==== PAGE TEXT ====
Keywords — ‘controlled experimentation’, A/B testing, 

‘empiricalsurvey’, ‘Experimentation Growth Mode!’. 

I. Introduction 

The internet connectivity of software products provides an 
unprecedented opportunity to learn what customers value in near 
real-time, and to make causal conclusions between the changes 
made to the product and the customers’ reactions on them [1]- 
[4]. The best way to achieve this in connected products is 
through A/B testing, or more generally, Online Controlled 
Experiments (OCEs) [1], [5]. OCEs transform decision making 
into a scientific, evidence-driven process—rather than an 
intuitive reaction [5], [6]. And as many large online companies 
such as Google, Microsoft, and Amazon report on the benefits 
that they experience due to the growth of the experimentation 
practices in their companies [7]—[11], the capability of the 
remainder of the software industry remains unknown [12]—[15]. 
Conducting a few isolated experiments is relatively easy. 
However, systematically conducting trustworthy experiments at 
large-scale (e.g. hundreds or thousands of OCEs per year) 
requires a transformation that is far from intuitive and easy to 
achieve. For example, building data pipeline is challenging, and 
conclusions can be entirely wrong when experiments interfere 
with each other, or when the randomization of users is biased by 
previous experiments [16]—[20].
====
YOUR OBJECTIVE:
Name every company that the introduction on online controlled experiments mentions. The rows after this text come from a separate source.
==== DATASET ENTRIES ====
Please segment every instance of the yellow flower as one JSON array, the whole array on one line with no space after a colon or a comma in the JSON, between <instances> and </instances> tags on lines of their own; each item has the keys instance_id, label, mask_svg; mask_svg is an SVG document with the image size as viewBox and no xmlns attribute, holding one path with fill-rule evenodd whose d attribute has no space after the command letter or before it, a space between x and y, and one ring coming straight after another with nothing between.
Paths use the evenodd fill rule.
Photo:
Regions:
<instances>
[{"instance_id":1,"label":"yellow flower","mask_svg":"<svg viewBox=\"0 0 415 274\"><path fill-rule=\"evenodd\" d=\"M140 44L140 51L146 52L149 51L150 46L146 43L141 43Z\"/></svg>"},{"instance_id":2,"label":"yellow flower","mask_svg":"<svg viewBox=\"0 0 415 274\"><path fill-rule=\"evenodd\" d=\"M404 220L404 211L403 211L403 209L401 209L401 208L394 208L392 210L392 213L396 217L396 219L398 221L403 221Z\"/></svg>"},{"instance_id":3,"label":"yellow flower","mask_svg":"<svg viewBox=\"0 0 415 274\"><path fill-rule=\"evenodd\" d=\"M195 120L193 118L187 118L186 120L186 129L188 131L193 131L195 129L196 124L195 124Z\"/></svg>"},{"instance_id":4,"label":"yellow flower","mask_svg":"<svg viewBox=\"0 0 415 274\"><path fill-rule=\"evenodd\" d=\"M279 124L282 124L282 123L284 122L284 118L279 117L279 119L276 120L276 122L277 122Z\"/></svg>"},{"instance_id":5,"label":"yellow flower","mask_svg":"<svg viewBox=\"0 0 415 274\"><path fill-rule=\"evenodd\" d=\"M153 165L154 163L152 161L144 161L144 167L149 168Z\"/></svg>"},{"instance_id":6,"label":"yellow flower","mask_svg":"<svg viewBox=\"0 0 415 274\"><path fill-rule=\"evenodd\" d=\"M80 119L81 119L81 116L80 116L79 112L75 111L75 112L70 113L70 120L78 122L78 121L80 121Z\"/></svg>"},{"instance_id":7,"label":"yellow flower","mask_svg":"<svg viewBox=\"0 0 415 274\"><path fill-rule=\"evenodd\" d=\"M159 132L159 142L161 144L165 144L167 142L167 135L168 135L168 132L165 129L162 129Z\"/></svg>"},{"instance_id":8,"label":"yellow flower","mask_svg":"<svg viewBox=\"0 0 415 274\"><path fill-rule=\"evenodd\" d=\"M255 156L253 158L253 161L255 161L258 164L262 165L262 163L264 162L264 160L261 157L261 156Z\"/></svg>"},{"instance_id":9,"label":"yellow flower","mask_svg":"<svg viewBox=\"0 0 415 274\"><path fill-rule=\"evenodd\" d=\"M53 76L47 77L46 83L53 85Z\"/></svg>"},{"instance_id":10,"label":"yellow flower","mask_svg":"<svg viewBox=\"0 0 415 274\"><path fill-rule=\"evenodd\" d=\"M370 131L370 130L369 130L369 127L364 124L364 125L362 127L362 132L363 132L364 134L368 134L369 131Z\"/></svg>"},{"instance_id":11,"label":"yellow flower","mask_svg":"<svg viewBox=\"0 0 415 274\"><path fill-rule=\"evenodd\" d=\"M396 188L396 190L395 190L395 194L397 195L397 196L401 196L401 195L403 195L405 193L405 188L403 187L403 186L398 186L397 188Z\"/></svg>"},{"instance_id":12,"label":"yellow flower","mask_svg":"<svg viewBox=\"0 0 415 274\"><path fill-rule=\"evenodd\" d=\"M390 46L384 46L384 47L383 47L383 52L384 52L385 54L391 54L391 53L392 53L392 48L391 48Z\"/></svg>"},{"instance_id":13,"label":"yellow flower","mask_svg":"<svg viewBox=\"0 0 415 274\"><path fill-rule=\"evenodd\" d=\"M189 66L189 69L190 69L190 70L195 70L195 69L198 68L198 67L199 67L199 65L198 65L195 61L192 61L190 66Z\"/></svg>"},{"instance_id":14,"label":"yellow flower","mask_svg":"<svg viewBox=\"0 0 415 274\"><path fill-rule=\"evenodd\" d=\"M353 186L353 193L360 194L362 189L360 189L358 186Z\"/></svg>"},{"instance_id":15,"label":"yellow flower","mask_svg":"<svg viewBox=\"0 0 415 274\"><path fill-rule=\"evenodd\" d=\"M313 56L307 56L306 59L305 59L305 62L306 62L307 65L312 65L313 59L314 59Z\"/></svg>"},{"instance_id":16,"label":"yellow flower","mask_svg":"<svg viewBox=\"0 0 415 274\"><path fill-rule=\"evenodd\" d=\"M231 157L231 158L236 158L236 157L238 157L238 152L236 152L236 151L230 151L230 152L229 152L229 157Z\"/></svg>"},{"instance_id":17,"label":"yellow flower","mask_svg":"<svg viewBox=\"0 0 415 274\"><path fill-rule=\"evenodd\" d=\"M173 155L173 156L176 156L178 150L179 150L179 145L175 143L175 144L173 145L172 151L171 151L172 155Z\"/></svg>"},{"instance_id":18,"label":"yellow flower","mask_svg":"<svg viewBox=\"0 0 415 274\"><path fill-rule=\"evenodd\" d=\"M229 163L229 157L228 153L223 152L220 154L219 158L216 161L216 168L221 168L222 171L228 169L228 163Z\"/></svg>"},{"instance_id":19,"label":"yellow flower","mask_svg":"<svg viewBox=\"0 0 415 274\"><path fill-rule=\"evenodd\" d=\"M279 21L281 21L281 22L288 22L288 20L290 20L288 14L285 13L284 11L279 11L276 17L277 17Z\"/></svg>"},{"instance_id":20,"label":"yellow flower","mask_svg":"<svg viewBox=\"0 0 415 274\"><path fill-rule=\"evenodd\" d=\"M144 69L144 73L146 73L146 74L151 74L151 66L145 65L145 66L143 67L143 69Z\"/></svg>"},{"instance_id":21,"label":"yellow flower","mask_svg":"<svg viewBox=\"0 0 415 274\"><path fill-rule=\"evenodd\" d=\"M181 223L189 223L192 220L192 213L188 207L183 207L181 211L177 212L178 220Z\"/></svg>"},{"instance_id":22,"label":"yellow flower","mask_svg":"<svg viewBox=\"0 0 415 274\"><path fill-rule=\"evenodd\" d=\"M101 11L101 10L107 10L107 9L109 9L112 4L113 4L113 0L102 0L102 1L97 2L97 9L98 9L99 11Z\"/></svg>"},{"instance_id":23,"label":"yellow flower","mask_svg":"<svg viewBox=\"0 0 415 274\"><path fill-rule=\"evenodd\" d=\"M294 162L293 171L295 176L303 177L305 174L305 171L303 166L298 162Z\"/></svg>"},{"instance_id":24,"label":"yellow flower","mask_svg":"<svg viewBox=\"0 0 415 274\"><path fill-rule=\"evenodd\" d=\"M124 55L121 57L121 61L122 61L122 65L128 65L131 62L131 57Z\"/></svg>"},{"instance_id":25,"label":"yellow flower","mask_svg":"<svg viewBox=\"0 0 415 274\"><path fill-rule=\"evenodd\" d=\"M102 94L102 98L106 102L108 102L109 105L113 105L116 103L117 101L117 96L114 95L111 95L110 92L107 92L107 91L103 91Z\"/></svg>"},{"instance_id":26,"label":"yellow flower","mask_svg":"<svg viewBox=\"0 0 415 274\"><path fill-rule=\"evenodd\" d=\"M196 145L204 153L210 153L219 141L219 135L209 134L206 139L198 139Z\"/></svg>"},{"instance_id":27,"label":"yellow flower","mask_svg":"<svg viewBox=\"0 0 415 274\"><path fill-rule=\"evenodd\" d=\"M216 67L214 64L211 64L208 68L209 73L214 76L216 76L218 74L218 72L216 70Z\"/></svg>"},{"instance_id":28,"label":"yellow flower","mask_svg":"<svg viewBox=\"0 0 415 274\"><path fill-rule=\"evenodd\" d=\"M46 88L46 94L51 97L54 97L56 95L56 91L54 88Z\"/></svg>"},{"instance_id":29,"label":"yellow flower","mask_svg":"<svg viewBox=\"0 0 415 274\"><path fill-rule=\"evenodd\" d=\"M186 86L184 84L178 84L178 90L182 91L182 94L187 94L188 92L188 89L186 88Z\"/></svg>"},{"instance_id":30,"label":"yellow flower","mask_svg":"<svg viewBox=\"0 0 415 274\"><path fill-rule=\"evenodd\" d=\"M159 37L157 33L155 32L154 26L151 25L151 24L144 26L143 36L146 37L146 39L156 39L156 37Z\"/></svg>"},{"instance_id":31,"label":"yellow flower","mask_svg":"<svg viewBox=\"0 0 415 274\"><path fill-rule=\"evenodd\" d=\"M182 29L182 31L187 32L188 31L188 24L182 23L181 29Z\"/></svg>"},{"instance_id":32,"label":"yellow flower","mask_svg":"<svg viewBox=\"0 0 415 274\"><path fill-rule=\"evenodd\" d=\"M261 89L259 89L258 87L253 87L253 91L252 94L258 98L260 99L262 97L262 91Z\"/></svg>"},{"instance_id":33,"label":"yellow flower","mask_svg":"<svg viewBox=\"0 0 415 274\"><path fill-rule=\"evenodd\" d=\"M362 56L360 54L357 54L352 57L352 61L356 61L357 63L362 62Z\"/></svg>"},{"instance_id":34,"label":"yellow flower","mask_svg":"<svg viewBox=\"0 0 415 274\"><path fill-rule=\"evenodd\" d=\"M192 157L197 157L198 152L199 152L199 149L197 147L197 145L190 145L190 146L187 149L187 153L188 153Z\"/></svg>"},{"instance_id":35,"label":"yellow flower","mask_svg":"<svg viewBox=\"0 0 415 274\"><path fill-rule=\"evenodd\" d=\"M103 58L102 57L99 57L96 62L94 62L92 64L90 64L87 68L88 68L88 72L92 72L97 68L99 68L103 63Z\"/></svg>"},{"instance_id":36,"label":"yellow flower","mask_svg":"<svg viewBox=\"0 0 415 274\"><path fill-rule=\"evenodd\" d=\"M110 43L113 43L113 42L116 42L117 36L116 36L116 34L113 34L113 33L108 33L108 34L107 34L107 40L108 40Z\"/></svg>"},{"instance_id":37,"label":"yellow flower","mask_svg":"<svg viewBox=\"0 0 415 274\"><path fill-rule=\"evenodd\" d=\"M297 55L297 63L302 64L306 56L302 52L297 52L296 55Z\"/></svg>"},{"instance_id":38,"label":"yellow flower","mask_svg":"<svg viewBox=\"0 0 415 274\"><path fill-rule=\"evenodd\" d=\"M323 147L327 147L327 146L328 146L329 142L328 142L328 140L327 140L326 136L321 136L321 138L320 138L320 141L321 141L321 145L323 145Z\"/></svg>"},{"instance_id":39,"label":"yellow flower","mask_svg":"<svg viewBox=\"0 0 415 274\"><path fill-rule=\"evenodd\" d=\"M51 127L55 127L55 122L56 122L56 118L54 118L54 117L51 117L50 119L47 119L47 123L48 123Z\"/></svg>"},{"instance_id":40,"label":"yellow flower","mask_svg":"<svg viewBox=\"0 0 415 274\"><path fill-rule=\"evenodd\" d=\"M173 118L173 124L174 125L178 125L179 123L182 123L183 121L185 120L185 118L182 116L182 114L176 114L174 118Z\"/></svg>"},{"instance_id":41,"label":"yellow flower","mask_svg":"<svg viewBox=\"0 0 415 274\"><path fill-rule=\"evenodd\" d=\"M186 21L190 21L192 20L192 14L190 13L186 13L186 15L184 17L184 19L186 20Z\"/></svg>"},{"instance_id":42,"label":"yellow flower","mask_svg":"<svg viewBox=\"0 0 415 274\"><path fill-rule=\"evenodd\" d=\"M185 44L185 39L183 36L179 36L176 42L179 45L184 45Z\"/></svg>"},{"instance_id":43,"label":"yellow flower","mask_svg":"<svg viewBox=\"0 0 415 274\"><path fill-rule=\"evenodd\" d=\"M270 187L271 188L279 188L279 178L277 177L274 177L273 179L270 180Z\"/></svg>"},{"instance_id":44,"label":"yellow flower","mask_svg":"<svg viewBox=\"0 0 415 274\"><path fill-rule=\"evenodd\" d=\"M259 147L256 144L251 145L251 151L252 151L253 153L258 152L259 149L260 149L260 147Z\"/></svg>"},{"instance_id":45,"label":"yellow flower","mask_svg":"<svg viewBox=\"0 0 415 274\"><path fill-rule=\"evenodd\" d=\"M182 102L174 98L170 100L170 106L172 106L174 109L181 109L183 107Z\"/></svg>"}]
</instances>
====
==== DATASET ENTRIES ====
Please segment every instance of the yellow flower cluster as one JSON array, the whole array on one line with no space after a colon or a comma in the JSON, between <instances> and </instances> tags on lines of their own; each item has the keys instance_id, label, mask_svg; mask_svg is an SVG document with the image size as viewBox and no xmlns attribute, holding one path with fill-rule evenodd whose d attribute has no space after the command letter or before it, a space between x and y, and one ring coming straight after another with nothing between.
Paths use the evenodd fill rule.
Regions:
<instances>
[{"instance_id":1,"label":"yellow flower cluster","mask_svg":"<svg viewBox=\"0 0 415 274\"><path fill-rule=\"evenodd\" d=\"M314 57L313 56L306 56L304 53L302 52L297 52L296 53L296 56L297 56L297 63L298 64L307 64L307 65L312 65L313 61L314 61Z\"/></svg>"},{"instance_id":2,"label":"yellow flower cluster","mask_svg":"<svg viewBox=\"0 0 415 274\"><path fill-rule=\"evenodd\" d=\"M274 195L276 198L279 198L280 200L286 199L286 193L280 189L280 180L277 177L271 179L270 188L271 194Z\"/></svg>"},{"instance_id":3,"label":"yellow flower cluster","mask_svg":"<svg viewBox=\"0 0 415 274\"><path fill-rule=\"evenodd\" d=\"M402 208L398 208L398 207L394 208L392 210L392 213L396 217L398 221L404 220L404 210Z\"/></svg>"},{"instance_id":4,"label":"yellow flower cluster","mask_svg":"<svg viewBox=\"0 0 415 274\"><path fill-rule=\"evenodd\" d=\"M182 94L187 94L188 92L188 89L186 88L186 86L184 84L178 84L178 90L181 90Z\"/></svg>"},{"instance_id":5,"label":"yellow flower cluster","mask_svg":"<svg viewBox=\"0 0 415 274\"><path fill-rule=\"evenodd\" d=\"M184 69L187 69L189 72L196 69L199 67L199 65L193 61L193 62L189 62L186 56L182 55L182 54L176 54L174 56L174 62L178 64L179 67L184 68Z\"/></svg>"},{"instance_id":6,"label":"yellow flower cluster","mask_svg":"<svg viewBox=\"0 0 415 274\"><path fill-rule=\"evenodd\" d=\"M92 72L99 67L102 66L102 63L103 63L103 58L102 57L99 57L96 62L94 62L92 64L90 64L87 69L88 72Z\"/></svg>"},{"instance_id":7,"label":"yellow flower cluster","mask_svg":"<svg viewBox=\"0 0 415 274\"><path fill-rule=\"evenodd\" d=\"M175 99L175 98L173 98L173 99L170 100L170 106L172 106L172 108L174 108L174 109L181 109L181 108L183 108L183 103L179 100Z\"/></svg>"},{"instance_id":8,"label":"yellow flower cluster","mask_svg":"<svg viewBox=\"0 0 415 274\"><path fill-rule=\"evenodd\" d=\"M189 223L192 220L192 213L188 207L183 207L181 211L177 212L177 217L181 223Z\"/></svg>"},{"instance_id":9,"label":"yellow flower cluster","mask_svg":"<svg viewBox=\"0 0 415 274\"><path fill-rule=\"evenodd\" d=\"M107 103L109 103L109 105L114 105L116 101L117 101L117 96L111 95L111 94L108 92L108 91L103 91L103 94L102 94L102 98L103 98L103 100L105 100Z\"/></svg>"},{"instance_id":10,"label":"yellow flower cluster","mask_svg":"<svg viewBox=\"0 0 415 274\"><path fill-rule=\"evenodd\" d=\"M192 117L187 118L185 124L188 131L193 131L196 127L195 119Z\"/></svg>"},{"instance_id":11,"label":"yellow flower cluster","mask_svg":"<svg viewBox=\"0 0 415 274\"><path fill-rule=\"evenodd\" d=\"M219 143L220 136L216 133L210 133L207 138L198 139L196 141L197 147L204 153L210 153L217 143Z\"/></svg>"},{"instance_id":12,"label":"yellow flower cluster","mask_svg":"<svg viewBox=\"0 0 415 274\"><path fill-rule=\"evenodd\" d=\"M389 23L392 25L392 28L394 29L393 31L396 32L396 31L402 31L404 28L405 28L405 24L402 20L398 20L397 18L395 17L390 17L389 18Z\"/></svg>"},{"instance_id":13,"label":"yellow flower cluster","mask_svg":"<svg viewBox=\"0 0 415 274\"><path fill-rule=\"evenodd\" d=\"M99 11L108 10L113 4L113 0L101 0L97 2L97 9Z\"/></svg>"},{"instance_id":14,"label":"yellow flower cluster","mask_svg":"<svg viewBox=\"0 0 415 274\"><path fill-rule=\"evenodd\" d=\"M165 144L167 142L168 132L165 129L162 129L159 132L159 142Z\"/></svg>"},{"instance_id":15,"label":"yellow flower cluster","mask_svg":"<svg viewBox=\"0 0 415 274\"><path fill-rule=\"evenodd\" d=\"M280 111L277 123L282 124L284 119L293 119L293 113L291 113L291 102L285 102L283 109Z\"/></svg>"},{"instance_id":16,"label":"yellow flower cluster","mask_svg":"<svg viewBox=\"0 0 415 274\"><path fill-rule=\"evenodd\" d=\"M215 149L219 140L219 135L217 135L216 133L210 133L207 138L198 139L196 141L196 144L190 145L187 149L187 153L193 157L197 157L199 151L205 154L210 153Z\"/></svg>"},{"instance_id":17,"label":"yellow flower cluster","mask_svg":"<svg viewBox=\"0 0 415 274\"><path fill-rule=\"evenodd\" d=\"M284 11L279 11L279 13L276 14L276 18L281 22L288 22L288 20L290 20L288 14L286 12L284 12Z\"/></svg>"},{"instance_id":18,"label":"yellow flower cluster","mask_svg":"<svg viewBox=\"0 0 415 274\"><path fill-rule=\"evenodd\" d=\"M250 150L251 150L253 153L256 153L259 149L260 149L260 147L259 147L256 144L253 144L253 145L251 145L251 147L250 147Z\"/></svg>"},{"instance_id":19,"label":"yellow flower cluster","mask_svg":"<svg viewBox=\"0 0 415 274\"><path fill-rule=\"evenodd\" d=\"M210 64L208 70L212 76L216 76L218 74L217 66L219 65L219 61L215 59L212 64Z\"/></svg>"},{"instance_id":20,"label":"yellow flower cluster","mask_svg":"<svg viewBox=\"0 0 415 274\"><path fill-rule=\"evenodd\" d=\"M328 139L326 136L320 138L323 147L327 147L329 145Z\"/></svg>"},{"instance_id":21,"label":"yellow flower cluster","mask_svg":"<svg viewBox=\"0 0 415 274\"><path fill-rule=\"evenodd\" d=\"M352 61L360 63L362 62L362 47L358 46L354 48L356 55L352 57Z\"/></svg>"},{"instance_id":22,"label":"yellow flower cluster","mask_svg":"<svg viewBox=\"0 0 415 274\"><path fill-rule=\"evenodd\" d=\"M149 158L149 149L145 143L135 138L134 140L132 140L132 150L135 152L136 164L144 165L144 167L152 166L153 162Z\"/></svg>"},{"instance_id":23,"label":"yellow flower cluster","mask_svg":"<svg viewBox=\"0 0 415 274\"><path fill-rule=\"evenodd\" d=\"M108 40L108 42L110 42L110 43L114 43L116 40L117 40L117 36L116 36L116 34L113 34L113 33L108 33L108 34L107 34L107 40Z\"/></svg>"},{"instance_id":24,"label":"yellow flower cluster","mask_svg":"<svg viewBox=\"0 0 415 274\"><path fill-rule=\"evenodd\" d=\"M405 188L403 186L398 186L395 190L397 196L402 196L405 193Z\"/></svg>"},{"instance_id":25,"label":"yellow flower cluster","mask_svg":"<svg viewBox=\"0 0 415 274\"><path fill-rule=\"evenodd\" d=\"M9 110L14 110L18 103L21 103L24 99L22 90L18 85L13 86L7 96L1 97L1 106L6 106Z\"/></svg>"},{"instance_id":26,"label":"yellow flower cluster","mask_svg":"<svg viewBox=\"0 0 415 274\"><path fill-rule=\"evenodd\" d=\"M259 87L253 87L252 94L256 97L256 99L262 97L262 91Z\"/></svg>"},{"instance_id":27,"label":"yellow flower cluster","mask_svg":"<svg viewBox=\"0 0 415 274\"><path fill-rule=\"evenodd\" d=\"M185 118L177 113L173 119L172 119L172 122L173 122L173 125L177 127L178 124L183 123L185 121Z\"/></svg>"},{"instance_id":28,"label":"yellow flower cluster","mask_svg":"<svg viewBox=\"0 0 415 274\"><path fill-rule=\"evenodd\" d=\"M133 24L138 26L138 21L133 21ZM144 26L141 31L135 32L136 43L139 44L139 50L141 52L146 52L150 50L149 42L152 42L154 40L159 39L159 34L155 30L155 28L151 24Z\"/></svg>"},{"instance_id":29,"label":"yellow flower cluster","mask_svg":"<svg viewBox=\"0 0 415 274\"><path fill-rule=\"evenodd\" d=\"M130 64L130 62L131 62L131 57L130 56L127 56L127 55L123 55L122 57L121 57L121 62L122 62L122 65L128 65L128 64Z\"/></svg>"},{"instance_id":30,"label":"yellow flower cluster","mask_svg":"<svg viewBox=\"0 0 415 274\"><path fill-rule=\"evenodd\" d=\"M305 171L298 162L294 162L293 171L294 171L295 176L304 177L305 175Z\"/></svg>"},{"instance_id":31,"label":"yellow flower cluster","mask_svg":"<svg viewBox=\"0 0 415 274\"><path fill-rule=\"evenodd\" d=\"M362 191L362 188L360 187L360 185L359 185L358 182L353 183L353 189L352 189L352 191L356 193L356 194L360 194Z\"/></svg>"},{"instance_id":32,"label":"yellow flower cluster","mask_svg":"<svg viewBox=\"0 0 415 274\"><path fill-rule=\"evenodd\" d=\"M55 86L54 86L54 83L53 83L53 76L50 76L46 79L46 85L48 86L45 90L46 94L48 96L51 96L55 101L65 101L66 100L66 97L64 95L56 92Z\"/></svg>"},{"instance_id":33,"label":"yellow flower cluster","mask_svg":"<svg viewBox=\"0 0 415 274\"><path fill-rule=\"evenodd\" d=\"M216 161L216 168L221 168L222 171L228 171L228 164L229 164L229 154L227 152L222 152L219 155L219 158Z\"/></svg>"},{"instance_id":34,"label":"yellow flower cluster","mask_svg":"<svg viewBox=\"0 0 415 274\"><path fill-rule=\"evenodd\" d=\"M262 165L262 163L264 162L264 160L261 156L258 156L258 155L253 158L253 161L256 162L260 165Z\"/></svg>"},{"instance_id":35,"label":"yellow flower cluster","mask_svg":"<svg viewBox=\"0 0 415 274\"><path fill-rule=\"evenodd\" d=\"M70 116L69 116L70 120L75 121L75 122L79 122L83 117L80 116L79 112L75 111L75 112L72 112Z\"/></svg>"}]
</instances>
====
==== DATASET ENTRIES ====
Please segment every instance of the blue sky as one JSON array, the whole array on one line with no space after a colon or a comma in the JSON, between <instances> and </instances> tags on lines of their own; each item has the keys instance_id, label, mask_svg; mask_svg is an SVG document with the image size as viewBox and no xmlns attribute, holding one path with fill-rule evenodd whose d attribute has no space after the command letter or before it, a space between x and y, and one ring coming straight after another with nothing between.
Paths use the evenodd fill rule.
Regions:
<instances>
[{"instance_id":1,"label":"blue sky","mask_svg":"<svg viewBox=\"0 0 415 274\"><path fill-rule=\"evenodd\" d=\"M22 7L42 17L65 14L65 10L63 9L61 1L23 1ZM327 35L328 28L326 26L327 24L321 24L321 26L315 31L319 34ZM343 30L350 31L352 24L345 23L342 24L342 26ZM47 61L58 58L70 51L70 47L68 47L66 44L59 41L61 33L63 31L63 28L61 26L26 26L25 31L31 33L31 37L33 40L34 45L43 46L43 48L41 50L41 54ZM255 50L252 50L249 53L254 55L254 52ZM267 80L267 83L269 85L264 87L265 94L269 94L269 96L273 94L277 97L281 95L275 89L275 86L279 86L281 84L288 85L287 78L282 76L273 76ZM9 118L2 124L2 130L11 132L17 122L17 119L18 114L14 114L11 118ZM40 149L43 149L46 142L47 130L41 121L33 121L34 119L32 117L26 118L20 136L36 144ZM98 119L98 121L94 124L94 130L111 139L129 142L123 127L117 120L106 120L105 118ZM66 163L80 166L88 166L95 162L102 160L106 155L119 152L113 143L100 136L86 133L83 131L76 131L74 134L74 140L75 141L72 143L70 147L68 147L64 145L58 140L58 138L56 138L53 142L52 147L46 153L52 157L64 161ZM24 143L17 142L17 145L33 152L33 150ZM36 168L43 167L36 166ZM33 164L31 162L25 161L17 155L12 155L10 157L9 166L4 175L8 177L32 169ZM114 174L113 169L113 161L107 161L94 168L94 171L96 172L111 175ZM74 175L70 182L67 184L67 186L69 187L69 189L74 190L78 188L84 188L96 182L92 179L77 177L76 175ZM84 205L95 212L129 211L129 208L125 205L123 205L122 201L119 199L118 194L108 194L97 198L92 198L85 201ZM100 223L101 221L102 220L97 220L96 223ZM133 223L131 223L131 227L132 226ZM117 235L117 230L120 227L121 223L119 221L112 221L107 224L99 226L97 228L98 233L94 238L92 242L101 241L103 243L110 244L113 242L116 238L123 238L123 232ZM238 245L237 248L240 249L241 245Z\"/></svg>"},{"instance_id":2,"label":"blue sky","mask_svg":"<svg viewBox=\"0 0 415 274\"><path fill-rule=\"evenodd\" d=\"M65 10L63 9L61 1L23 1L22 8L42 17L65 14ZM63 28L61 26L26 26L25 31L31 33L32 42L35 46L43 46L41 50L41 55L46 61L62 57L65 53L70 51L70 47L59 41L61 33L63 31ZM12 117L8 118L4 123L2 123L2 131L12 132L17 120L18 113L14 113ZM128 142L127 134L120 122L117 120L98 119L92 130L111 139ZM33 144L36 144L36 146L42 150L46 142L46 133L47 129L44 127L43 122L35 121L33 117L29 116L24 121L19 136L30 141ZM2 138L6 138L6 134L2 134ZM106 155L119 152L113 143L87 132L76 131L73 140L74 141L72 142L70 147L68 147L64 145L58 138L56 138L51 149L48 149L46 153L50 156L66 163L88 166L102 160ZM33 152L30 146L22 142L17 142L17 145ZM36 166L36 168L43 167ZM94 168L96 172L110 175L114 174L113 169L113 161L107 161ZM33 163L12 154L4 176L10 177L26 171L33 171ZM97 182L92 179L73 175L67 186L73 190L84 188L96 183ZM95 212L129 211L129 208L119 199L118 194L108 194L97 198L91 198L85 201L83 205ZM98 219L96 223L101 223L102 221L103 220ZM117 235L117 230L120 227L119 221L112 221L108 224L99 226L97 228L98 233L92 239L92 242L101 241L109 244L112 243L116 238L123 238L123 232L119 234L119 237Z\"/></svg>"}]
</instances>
====
WORKED ANSWER:
Google, Microsoft, Amazon